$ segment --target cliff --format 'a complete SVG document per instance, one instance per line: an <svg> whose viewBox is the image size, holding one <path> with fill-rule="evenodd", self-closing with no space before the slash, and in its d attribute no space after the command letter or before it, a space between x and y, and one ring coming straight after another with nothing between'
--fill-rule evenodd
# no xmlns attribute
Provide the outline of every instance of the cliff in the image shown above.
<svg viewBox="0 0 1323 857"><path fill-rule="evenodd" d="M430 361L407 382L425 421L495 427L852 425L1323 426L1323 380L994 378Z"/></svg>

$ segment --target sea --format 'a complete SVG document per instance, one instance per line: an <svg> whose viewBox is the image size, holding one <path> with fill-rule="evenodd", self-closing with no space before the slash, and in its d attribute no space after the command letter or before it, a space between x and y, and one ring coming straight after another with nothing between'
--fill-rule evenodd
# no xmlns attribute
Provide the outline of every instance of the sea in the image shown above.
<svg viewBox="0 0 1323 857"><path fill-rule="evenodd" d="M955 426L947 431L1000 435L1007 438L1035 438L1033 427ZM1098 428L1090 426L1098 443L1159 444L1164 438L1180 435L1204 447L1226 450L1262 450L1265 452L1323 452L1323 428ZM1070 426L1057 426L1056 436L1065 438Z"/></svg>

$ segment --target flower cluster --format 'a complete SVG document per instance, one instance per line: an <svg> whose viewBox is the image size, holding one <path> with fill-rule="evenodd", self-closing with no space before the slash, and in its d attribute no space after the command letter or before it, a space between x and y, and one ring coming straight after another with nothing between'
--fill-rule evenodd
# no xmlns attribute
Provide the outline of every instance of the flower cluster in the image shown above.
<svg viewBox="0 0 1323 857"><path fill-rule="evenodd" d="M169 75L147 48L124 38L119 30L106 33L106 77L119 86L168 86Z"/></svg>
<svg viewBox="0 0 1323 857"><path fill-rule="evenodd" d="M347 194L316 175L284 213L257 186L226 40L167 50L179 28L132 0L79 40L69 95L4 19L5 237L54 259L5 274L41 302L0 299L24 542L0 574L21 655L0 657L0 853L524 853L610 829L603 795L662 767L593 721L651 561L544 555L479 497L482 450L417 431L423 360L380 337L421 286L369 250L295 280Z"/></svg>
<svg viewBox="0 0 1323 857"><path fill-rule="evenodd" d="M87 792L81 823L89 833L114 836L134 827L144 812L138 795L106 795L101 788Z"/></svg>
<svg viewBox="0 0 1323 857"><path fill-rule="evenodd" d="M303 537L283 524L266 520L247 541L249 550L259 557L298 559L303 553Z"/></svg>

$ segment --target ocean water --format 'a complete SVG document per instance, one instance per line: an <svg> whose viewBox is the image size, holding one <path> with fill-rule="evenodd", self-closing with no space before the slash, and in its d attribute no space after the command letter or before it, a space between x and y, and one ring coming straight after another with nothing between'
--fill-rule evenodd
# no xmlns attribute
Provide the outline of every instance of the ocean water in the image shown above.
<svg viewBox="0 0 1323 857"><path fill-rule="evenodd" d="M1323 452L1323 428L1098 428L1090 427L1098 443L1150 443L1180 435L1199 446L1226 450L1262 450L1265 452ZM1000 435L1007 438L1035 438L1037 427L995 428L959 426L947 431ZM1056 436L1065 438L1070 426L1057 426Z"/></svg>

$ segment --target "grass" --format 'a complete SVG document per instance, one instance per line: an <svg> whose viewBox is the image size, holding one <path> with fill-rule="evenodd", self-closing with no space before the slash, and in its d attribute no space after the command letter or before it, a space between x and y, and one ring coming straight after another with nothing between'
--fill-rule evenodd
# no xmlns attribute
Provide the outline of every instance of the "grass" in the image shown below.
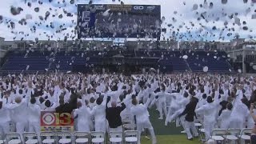
<svg viewBox="0 0 256 144"><path fill-rule="evenodd" d="M198 139L189 141L185 134L182 135L158 135L158 144L198 144ZM152 144L151 140L147 140L144 136L142 137L142 144Z"/></svg>
<svg viewBox="0 0 256 144"><path fill-rule="evenodd" d="M158 144L198 144L198 139L189 141L186 139L186 134L181 134L182 127L176 127L175 123L169 123L165 126L165 119L159 120L158 111L155 107L149 110L150 118L155 134L157 135ZM149 135L150 136L150 135ZM147 140L142 135L142 144L151 144L151 140Z"/></svg>

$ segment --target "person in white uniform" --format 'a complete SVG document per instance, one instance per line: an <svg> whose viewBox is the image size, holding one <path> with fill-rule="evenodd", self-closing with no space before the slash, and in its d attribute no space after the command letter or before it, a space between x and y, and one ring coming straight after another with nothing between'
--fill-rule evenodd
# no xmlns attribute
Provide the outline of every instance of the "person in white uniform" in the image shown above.
<svg viewBox="0 0 256 144"><path fill-rule="evenodd" d="M86 105L82 105L82 102L78 102L78 108L74 110L74 118L78 116L78 131L90 131L91 111L88 107L88 101L86 100Z"/></svg>
<svg viewBox="0 0 256 144"><path fill-rule="evenodd" d="M0 99L0 134L4 137L6 133L10 132L10 110L6 104L2 103ZM0 135L1 136L1 135Z"/></svg>
<svg viewBox="0 0 256 144"><path fill-rule="evenodd" d="M216 109L218 103L214 102L213 98L210 96L207 97L207 104L202 106L198 109L195 110L195 112L203 112L203 126L205 129L205 134L206 134L206 139L208 140L210 138L211 132L213 131L214 128L214 124L216 122L215 121L215 114L213 112L215 112L216 110L214 110L214 109Z"/></svg>
<svg viewBox="0 0 256 144"><path fill-rule="evenodd" d="M34 98L31 98L30 103L28 106L29 131L35 132L39 136L41 108L36 104Z"/></svg>
<svg viewBox="0 0 256 144"><path fill-rule="evenodd" d="M149 104L149 102L150 101L148 100L146 103L143 105L138 104L136 98L133 98L132 99L132 104L134 106L130 108L130 111L134 115L136 116L137 130L138 131L138 144L141 143L141 134L143 129L149 130L152 138L152 144L157 143L154 128L150 121L149 113L147 111L147 105Z"/></svg>
<svg viewBox="0 0 256 144"><path fill-rule="evenodd" d="M226 109L222 110L218 120L221 121L221 129L228 129L230 125L230 117L232 112L233 105L231 103L226 104Z"/></svg>
<svg viewBox="0 0 256 144"><path fill-rule="evenodd" d="M92 115L94 117L95 130L106 132L106 96L98 98L96 100L97 105L93 107Z"/></svg>

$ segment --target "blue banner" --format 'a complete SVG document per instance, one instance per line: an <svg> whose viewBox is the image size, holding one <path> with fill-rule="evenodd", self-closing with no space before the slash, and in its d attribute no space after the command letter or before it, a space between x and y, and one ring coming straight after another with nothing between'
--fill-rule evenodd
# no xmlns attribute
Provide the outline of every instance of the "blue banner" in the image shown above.
<svg viewBox="0 0 256 144"><path fill-rule="evenodd" d="M158 5L78 6L78 38L157 38L161 30Z"/></svg>

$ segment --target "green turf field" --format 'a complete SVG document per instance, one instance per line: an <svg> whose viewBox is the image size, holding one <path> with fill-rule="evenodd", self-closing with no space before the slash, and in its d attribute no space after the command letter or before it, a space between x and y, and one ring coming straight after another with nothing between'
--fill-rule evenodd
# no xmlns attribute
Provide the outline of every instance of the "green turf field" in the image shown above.
<svg viewBox="0 0 256 144"><path fill-rule="evenodd" d="M198 144L200 143L198 139L194 139L189 141L186 139L186 136L183 135L158 135L158 144ZM146 139L142 137L142 144L152 144L150 140Z"/></svg>
<svg viewBox="0 0 256 144"><path fill-rule="evenodd" d="M182 129L176 127L175 123L169 123L168 126L165 126L165 119L159 120L158 111L155 108L149 110L150 122L153 125L154 133L157 135L158 144L198 144L198 139L189 141L186 134L181 134ZM142 144L151 144L150 140L147 140L142 136Z"/></svg>

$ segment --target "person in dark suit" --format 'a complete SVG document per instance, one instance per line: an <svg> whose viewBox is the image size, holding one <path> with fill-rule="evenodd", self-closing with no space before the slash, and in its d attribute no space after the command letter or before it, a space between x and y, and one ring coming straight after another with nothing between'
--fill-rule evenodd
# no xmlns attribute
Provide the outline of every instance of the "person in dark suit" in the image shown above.
<svg viewBox="0 0 256 144"><path fill-rule="evenodd" d="M194 93L194 92L193 92ZM195 95L193 94L192 95ZM190 130L195 137L198 136L198 133L194 126L194 117L195 115L195 108L197 106L197 103L198 102L198 99L194 96L192 96L190 102L186 106L184 111L179 115L179 117L185 115L185 131L187 135L187 138L189 140L193 140L193 136L191 134Z"/></svg>
<svg viewBox="0 0 256 144"><path fill-rule="evenodd" d="M125 110L126 105L122 102L121 106L117 106L116 102L111 102L111 107L107 106L107 103L110 101L110 97L107 98L106 105L106 118L109 122L110 131L122 131L122 118L121 112Z"/></svg>

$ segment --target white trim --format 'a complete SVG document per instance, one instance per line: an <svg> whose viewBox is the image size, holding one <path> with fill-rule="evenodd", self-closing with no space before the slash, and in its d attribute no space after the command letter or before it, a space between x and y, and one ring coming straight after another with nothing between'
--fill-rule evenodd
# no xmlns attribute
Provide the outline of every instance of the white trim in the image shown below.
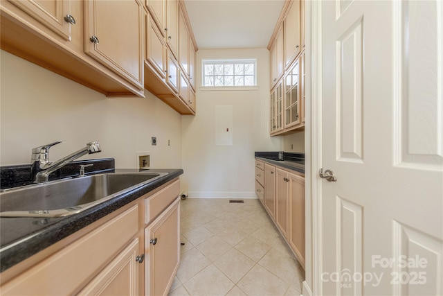
<svg viewBox="0 0 443 296"><path fill-rule="evenodd" d="M188 198L245 198L257 199L255 191L188 191Z"/></svg>
<svg viewBox="0 0 443 296"><path fill-rule="evenodd" d="M311 171L308 178L310 180L311 196L312 198L312 292L314 295L323 294L323 284L320 275L323 272L323 209L322 183L317 175L317 171L322 167L322 2L309 1L311 3L311 26L310 36L311 52L311 76L307 79L311 80L312 91L310 100L310 150L311 155L310 167Z"/></svg>
<svg viewBox="0 0 443 296"><path fill-rule="evenodd" d="M200 90L203 91L236 91L236 90L258 90L258 86L253 85L248 87L200 87Z"/></svg>
<svg viewBox="0 0 443 296"><path fill-rule="evenodd" d="M309 296L314 296L314 294L312 294L312 291L311 290L311 288L308 286L308 284L306 282L306 281L303 281L303 282L302 284L303 285L303 286L302 287L302 295L309 295Z"/></svg>

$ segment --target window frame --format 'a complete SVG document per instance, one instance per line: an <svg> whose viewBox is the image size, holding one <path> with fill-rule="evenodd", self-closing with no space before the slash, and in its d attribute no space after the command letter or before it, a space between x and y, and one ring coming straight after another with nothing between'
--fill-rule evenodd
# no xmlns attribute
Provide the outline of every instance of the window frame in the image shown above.
<svg viewBox="0 0 443 296"><path fill-rule="evenodd" d="M245 76L249 76L251 75L245 75L244 73L240 75L235 75L235 70L232 75L226 75L225 73L225 71L224 69L223 75L206 75L205 71L205 66L208 64L253 64L253 82L252 85L244 85L244 78ZM208 76L214 77L214 85L205 85L205 78ZM222 86L215 86L215 77L216 76L222 76L224 78L224 85ZM233 77L233 85L225 85L225 77L226 76L232 76ZM234 85L235 84L235 76L242 76L244 85ZM249 59L220 59L220 60L201 60L201 87L202 89L214 89L214 90L243 90L243 89L257 89L258 88L258 85L257 84L257 59L249 58Z"/></svg>

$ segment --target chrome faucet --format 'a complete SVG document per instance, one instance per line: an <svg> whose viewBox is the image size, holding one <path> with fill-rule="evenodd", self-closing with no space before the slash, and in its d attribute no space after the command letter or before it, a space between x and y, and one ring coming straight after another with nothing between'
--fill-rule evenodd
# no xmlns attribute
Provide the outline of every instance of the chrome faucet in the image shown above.
<svg viewBox="0 0 443 296"><path fill-rule="evenodd" d="M49 162L49 148L54 145L62 143L57 141L50 144L33 149L31 155L31 170L34 179L34 183L42 183L49 180L49 175L55 171L66 166L79 157L87 154L92 154L100 152L102 150L97 142L90 142L86 144L86 147L70 154L56 162Z"/></svg>

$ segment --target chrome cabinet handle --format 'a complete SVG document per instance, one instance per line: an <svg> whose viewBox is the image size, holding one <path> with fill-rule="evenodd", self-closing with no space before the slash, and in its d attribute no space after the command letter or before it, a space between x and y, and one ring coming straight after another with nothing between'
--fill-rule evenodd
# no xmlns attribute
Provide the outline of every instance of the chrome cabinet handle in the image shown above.
<svg viewBox="0 0 443 296"><path fill-rule="evenodd" d="M136 257L136 261L138 262L139 263L141 263L143 262L143 260L145 260L145 254L142 254L141 255L138 255Z"/></svg>
<svg viewBox="0 0 443 296"><path fill-rule="evenodd" d="M75 19L74 19L74 17L71 15L66 15L66 16L64 17L64 19L66 23L69 23L71 25L75 24Z"/></svg>
<svg viewBox="0 0 443 296"><path fill-rule="evenodd" d="M320 171L318 171L318 175L322 179L326 179L327 182L337 182L337 178L331 170L326 170L325 173L323 173L323 169L320 168Z"/></svg>
<svg viewBox="0 0 443 296"><path fill-rule="evenodd" d="M91 40L91 42L93 42L96 44L99 43L98 38L97 38L97 36L92 36L91 38L89 38L89 40Z"/></svg>

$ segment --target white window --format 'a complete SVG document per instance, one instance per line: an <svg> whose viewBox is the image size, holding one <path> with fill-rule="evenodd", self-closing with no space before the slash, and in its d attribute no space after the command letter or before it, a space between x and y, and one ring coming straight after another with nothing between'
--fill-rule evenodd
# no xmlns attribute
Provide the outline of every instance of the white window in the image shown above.
<svg viewBox="0 0 443 296"><path fill-rule="evenodd" d="M204 87L257 85L256 60L204 60Z"/></svg>

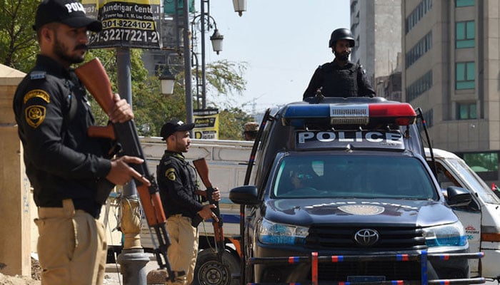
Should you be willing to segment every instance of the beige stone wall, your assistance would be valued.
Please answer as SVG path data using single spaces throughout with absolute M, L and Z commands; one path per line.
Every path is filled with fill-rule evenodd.
M 24 73 L 0 64 L 0 273 L 31 275 L 29 183 L 12 111 Z

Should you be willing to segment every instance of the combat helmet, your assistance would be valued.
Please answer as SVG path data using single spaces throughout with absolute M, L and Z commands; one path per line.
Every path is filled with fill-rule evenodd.
M 349 41 L 349 46 L 351 48 L 354 46 L 354 43 L 356 43 L 352 33 L 351 33 L 351 30 L 347 28 L 339 28 L 334 31 L 331 33 L 331 36 L 330 36 L 328 47 L 331 48 L 335 46 L 335 43 L 339 40 L 348 40 Z

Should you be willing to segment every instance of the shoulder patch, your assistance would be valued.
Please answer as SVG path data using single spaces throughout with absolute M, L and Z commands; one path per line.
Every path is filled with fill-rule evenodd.
M 46 72 L 45 71 L 32 71 L 29 73 L 29 78 L 31 80 L 44 79 L 46 75 Z
M 33 98 L 39 98 L 46 103 L 50 103 L 50 95 L 48 93 L 41 89 L 34 89 L 24 95 L 24 98 L 23 98 L 23 104 L 26 104 L 29 99 Z
M 169 168 L 166 170 L 165 172 L 165 177 L 169 180 L 175 180 L 175 170 L 174 168 Z
M 26 123 L 34 128 L 36 128 L 44 122 L 45 114 L 45 107 L 39 105 L 29 106 L 24 110 Z

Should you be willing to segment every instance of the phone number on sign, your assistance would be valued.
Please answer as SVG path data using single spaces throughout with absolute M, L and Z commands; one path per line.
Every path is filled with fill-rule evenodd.
M 112 19 L 102 21 L 102 28 L 138 28 L 141 30 L 154 30 L 154 22 L 139 20 L 119 20 Z
M 124 28 L 110 28 L 103 30 L 99 33 L 97 41 L 141 41 L 158 43 L 159 36 L 154 31 L 129 30 Z

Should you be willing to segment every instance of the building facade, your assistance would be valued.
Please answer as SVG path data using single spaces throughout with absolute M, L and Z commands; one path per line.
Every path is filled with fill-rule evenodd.
M 434 147 L 499 180 L 500 2 L 401 0 L 402 99 L 420 107 Z
M 401 48 L 401 0 L 351 0 L 351 31 L 359 62 L 374 86 L 396 68 Z

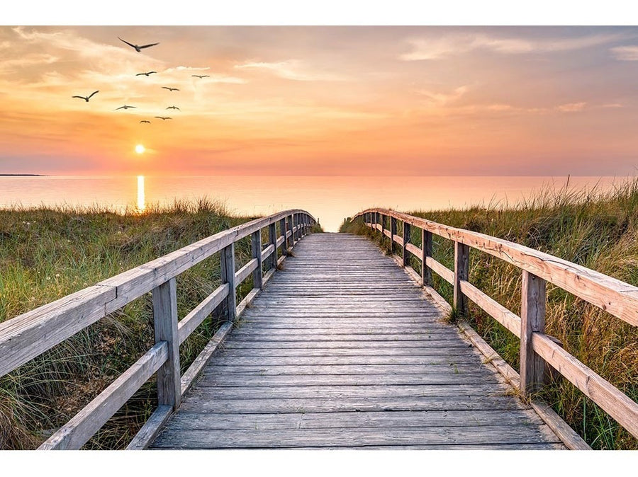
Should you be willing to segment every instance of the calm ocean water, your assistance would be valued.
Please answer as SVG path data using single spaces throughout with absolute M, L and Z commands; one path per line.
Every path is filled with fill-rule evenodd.
M 570 188 L 606 190 L 626 178 L 571 177 Z M 327 231 L 370 207 L 403 212 L 498 203 L 513 205 L 541 188 L 556 190 L 566 177 L 0 177 L 0 207 L 14 205 L 107 206 L 143 209 L 174 199 L 223 201 L 239 214 L 308 210 Z

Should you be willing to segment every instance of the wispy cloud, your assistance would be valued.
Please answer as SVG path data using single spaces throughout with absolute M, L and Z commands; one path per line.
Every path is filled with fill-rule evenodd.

**OBJECTIVE**
How many lines in the items above contain the string "blue"? Case counts. Reply with the number alone.

**RESULT OF THE TASK**
2